## Work to complete
Return each line in the listing below that contains the string "outline", copying every matching line in full. Case counts when matching.

########################################

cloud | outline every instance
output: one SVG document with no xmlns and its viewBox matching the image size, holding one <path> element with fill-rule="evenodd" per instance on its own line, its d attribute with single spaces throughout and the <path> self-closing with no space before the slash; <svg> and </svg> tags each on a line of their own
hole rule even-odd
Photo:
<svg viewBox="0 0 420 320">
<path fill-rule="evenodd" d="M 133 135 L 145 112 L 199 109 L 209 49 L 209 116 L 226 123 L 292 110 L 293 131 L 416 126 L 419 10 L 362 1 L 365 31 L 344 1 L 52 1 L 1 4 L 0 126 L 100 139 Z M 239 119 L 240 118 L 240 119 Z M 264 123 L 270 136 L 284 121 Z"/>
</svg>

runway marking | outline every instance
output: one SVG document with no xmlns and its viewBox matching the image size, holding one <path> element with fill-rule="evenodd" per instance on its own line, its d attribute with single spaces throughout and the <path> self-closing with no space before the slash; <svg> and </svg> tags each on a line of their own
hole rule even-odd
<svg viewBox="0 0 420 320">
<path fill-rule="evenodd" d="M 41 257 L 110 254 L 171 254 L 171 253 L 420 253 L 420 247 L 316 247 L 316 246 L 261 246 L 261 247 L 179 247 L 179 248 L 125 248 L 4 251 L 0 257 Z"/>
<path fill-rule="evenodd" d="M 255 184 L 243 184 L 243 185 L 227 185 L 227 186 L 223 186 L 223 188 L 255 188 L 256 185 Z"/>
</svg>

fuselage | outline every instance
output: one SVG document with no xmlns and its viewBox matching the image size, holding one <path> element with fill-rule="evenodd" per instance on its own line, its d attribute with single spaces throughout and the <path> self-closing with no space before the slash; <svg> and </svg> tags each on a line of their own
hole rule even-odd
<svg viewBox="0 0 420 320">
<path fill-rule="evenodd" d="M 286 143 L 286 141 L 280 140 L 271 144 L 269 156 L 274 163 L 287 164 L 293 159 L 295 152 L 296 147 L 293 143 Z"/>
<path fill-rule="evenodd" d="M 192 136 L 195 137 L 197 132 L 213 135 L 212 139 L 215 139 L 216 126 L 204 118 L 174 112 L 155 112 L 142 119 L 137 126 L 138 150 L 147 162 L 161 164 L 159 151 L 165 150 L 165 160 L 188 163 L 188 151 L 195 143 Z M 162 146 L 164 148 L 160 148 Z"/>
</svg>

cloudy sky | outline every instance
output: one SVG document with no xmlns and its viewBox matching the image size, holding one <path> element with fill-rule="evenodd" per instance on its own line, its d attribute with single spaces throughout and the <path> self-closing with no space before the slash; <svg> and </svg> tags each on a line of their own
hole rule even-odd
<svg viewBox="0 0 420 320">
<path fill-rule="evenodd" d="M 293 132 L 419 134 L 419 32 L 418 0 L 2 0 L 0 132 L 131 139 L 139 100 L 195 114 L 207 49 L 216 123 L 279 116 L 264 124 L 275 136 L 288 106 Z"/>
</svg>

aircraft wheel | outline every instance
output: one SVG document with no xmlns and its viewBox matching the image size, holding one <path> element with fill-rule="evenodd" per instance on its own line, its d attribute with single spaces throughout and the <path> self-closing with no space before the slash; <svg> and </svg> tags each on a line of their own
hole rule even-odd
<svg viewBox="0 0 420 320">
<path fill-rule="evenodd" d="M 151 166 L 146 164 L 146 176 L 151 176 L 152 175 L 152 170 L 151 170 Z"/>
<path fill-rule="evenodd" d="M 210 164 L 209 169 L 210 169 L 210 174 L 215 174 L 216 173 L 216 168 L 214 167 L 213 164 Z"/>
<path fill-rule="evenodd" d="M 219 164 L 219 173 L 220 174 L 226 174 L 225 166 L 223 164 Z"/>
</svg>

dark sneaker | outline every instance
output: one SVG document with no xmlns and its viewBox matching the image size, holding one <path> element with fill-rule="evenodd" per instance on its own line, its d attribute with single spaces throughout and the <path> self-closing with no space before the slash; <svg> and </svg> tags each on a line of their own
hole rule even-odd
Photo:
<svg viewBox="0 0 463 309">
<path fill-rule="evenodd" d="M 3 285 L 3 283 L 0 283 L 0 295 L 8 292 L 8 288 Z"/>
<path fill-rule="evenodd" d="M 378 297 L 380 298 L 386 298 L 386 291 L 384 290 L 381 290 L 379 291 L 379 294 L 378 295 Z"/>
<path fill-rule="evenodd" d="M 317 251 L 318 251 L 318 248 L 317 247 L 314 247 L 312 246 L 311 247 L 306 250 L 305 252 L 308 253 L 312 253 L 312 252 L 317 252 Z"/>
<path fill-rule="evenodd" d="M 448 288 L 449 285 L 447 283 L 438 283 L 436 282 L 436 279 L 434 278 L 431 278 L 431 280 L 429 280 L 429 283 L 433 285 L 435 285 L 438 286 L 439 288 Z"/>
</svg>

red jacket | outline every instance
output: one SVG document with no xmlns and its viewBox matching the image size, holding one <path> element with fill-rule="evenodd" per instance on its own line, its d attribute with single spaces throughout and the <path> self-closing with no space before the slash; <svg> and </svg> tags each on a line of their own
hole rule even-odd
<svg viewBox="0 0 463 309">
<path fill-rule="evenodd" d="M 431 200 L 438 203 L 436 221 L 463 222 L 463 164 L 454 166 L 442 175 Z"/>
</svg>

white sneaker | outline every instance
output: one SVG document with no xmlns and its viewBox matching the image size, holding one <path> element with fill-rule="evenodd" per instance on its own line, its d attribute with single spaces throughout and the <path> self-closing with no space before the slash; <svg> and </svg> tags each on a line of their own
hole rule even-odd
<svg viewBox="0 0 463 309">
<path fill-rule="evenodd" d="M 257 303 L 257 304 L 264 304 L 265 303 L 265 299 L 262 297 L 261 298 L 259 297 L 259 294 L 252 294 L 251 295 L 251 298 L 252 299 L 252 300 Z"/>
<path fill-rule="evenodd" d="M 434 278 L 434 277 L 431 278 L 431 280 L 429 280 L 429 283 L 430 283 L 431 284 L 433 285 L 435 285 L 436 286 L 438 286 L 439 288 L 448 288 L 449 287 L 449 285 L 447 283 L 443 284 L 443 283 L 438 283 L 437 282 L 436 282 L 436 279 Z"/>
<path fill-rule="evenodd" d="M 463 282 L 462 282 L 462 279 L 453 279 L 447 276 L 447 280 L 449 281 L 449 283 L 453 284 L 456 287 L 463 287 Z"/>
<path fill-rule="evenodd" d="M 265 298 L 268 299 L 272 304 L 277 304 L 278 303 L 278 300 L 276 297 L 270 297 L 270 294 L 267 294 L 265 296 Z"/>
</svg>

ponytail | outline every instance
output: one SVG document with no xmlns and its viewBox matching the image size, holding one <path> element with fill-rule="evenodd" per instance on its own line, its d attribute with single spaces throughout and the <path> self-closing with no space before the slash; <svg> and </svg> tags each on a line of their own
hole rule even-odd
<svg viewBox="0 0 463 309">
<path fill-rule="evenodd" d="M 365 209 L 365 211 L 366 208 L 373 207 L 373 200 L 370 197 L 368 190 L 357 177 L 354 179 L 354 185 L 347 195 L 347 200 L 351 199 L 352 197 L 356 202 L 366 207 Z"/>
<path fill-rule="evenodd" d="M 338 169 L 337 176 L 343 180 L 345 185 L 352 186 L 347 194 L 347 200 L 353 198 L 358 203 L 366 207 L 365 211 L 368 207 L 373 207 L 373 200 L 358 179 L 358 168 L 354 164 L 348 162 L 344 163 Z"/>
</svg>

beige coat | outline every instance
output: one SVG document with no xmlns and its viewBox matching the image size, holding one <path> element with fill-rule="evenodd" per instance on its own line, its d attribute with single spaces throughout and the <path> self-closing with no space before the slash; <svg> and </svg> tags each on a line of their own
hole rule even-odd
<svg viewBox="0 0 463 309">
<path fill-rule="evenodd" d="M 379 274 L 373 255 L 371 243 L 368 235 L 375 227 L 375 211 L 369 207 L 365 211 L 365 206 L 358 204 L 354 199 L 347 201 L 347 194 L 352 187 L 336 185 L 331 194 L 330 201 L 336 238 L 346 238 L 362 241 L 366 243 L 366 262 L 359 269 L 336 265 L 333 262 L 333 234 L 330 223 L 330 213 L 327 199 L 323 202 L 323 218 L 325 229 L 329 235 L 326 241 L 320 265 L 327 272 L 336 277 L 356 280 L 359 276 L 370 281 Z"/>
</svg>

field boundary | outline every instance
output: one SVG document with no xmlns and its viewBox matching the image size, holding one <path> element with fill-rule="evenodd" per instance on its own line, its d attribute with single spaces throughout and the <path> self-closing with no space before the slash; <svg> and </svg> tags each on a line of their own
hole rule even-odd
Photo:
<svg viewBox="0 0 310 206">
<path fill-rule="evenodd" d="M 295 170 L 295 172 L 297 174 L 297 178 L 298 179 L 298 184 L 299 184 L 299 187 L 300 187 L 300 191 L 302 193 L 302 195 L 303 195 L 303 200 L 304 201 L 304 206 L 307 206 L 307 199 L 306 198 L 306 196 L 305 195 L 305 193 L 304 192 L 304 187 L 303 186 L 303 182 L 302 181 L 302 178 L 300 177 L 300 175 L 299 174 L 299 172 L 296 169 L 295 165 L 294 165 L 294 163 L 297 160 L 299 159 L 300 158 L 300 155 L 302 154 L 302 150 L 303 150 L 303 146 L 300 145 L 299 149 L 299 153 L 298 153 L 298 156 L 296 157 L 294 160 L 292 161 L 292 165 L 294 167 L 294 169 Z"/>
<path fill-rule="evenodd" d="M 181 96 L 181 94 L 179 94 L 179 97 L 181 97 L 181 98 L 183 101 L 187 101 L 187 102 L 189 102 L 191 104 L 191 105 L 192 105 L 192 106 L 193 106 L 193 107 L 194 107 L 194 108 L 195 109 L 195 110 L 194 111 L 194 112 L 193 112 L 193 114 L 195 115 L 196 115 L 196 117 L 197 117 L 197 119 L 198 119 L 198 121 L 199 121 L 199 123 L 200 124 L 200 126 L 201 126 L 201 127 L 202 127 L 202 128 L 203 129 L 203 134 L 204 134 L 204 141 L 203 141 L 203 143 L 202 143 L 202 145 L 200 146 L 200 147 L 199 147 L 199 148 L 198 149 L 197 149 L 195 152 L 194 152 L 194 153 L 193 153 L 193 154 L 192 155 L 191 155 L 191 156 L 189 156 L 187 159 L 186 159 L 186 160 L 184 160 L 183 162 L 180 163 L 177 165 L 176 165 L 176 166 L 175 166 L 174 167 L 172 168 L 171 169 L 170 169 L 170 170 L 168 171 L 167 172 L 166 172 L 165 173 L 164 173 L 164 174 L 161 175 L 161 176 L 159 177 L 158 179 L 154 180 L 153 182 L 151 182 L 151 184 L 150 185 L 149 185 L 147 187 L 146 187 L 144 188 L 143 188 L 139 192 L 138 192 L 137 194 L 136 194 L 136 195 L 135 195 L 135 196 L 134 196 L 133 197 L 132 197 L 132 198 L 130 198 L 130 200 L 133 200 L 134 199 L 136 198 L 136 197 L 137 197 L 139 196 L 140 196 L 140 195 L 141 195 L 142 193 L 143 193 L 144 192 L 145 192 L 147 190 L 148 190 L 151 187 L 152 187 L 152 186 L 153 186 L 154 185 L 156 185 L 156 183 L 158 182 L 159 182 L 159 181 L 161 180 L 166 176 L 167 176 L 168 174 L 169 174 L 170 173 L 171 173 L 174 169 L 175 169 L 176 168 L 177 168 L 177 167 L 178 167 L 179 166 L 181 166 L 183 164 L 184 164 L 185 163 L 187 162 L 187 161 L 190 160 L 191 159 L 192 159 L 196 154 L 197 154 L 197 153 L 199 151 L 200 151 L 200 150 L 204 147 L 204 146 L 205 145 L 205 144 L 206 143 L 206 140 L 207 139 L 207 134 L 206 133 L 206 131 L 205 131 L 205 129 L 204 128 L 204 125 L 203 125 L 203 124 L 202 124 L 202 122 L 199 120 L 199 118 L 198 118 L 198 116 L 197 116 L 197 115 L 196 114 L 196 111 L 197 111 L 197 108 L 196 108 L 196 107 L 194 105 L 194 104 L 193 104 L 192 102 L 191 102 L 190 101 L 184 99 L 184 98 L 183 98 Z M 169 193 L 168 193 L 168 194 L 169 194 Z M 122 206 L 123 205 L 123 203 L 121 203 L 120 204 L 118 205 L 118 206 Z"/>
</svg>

########################################

## Solution to this problem
cloud | outline every instance
runway marking | outline every instance
fuselage | outline every instance
cloudy sky | outline every instance
aircraft wheel | outline every instance
dark sneaker | outline every instance
red jacket | outline every instance
white sneaker | outline every instance
ponytail | outline every instance
beige coat | outline every instance
field boundary | outline every instance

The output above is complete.